[start of RECORDED DATA]

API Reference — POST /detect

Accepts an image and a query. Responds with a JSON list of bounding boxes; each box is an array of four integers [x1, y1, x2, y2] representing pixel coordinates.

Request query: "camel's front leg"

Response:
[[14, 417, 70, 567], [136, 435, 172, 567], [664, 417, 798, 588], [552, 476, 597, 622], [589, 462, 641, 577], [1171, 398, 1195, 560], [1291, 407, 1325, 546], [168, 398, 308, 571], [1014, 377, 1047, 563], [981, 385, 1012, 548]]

[end of RECORDED DATA]

> _SET PROBLEM_: Print all of the lines above verbatim, with no changes.

> _REPLY_:
API Reference — POST /detect

Accepts an image and a query. Responds with a JSON list of bounding boxes; each box is an array of four integers [x1, y1, x2, y2] representing pixel coordinates.

Request query: "camel's front leg"

Response:
[[14, 417, 70, 567], [136, 435, 172, 567], [664, 417, 798, 588], [552, 476, 597, 622], [589, 462, 641, 577], [1171, 398, 1195, 560], [1291, 407, 1325, 546], [168, 398, 308, 571], [1014, 377, 1047, 563], [981, 385, 1012, 548]]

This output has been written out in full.